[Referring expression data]
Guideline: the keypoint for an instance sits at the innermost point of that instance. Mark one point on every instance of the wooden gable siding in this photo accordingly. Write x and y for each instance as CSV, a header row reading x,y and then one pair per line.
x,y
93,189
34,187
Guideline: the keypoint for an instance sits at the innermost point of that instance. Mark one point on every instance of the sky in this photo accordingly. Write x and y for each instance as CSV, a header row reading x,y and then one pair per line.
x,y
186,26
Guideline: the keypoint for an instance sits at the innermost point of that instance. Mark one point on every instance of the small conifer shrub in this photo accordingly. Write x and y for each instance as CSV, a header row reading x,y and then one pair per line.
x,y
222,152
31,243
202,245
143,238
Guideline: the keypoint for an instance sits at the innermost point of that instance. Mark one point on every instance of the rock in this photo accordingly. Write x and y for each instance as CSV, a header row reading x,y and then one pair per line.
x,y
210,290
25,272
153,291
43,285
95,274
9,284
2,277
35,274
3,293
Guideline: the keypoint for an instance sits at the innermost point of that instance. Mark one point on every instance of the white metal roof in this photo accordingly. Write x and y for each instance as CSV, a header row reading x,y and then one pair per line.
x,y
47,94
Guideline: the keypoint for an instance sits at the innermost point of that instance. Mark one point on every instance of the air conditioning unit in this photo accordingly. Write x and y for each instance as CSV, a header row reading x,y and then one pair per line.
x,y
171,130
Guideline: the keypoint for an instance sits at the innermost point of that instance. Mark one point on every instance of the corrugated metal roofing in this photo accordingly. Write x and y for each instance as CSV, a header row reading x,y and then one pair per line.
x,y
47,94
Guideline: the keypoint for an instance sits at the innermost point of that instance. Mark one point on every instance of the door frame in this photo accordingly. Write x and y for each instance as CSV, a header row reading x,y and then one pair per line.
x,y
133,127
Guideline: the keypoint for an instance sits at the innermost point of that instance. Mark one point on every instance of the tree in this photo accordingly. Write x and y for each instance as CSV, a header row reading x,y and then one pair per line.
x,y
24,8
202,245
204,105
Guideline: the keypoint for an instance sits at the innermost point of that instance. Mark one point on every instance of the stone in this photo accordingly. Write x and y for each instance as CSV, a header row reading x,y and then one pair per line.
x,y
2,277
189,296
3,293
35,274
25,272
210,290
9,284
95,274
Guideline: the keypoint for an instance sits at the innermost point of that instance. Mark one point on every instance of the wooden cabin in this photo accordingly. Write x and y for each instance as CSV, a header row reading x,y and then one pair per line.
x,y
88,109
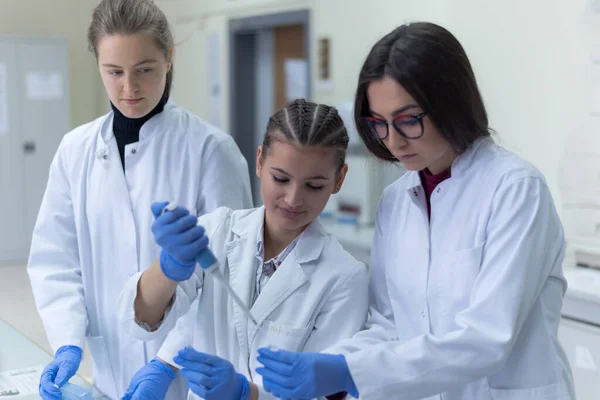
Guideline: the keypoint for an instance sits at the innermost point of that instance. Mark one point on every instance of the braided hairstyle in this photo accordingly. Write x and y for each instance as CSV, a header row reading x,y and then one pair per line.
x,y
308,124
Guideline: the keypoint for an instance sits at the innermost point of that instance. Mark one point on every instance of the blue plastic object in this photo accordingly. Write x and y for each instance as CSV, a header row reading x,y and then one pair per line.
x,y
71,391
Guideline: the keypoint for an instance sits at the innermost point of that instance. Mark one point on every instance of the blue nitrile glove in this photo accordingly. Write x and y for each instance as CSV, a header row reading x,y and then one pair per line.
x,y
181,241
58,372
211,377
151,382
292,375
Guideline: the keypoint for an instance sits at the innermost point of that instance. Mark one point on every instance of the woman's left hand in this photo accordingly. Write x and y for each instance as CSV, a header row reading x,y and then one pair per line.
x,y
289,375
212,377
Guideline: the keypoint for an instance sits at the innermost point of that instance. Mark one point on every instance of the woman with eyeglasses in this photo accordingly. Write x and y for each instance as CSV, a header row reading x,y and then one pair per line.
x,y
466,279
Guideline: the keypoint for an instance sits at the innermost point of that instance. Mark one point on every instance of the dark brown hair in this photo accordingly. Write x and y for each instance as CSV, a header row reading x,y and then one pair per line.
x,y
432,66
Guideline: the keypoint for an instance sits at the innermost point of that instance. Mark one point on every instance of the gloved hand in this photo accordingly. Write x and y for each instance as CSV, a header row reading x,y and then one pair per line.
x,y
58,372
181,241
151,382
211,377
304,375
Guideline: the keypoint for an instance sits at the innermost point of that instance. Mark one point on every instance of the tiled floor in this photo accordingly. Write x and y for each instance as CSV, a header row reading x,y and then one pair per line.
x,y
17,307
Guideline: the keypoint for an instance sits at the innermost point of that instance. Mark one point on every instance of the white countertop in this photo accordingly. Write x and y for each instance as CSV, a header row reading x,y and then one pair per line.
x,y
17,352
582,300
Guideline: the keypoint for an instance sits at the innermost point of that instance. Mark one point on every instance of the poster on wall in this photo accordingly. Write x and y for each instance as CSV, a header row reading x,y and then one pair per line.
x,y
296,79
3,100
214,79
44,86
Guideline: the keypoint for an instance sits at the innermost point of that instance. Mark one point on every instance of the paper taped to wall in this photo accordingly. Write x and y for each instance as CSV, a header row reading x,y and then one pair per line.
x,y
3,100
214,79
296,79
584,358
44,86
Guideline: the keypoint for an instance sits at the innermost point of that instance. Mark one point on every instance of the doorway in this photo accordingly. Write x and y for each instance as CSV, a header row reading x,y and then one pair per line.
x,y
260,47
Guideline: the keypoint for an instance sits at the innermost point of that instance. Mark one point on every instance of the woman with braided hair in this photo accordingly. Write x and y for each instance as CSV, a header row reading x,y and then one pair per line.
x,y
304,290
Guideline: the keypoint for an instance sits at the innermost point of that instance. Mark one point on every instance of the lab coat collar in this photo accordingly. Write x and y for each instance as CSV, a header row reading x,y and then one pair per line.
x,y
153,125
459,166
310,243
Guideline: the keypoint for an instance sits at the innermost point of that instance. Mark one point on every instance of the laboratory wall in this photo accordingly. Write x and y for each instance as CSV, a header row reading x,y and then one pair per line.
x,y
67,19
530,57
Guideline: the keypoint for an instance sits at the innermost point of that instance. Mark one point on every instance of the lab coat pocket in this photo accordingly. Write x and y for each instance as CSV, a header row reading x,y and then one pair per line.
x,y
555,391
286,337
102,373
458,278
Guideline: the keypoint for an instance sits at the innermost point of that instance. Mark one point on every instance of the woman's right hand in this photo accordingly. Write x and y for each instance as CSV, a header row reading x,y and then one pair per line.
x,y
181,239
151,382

==

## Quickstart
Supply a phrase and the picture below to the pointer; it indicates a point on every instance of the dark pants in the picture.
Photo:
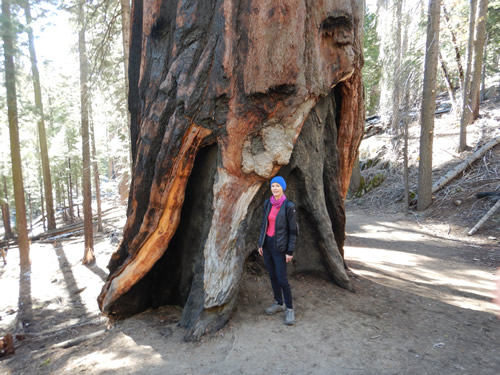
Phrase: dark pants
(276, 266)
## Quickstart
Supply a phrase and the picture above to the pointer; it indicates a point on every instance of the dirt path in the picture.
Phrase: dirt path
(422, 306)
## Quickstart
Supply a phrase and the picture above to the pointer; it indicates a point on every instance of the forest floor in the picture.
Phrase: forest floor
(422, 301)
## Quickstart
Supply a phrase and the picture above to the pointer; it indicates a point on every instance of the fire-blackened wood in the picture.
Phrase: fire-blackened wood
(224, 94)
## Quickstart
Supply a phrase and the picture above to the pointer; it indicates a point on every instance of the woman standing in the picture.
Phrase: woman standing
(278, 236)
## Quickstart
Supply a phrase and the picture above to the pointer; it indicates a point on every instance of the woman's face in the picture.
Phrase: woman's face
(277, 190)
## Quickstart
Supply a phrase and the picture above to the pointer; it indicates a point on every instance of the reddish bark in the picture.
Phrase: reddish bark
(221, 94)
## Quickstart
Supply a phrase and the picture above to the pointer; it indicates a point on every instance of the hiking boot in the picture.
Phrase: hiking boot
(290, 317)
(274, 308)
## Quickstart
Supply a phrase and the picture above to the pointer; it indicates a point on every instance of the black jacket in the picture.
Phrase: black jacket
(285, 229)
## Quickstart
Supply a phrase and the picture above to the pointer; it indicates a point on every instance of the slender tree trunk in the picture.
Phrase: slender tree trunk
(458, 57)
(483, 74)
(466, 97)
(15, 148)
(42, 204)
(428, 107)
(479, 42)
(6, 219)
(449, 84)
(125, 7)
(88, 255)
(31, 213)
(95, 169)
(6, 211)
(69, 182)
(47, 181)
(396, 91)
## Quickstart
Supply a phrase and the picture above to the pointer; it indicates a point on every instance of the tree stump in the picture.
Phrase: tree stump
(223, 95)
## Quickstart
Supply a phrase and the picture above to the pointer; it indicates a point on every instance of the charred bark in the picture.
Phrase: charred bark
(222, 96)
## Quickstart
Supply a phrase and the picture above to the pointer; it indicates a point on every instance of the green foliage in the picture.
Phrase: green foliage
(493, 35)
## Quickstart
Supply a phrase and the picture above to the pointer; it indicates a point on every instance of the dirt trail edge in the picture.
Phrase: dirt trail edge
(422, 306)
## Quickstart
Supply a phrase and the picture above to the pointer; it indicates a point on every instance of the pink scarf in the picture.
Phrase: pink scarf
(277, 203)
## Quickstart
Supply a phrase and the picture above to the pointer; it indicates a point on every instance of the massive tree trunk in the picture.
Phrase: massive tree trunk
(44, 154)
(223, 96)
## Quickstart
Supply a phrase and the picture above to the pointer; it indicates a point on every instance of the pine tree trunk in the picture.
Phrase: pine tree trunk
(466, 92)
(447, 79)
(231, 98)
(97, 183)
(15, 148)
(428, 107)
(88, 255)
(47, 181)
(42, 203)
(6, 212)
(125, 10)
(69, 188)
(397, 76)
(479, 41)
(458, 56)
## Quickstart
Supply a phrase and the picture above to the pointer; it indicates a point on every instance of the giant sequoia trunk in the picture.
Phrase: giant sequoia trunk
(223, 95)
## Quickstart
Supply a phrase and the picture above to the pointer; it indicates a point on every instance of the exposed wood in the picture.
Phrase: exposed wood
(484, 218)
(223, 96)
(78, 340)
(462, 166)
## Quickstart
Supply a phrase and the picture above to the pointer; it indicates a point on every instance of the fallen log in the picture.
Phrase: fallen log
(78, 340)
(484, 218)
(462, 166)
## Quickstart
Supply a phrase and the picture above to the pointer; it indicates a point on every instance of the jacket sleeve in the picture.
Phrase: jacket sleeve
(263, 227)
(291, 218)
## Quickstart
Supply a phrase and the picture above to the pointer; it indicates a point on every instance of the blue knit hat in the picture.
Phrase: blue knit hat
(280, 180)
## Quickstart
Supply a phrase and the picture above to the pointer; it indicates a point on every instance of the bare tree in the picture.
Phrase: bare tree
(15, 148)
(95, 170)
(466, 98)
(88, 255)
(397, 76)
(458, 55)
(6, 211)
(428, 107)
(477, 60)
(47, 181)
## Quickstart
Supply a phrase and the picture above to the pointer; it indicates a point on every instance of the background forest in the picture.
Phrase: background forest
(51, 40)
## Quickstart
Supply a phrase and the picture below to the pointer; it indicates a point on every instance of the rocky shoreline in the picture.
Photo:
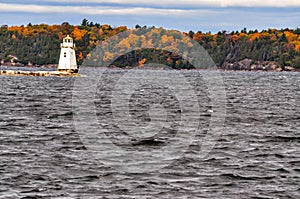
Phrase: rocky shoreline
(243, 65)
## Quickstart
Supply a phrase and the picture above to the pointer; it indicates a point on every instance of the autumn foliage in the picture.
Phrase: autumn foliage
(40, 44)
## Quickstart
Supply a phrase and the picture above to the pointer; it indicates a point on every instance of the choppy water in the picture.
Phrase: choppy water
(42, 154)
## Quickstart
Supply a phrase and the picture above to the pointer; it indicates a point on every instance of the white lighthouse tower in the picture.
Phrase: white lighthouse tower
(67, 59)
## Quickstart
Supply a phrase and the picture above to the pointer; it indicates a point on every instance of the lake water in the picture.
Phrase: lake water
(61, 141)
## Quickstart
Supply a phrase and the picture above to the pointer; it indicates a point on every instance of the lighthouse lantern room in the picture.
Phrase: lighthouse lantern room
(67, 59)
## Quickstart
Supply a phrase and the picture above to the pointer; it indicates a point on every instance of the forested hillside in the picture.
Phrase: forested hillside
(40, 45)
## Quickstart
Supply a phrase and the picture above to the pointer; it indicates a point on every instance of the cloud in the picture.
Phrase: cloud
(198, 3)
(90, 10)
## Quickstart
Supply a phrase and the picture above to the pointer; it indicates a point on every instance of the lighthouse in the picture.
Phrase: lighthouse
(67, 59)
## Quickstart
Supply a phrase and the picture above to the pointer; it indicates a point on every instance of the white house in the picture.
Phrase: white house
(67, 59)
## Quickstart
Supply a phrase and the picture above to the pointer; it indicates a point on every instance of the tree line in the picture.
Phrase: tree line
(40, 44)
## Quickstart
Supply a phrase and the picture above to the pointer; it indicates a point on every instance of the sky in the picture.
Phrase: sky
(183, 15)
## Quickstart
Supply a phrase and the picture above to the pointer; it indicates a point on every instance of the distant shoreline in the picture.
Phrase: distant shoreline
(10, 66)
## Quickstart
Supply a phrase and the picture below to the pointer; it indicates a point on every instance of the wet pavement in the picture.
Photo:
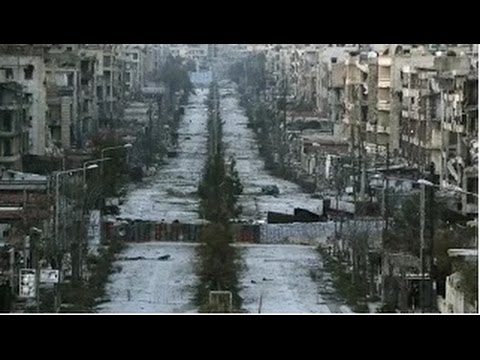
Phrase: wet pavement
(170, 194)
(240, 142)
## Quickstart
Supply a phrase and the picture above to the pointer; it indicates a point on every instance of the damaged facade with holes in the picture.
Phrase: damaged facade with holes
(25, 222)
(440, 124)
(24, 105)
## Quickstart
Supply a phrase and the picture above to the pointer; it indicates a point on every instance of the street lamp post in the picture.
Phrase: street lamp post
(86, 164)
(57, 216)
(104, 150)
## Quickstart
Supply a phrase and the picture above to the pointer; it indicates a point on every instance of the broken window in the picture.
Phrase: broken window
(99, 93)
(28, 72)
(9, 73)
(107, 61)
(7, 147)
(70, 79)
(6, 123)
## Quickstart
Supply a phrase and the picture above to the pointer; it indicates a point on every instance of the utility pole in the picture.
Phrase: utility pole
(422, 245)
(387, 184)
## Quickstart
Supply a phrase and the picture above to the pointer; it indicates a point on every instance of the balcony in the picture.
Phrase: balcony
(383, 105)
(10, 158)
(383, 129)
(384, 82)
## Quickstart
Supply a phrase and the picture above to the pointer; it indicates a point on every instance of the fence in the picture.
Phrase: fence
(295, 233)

Task details.
Show all lines in the records above that hold "below".

Answer box.
Supply a phrase and the picture below to the pointer; it indicates a point on every instance of the dark pants in the picture.
Supply a phrase and the picture below to the pointer; it indicates a point on every instance of the rocky shoreline in the picture.
Supply a phrase and the picture below to the pointer; it indicates a point on every instance of the wet pavement in the picture.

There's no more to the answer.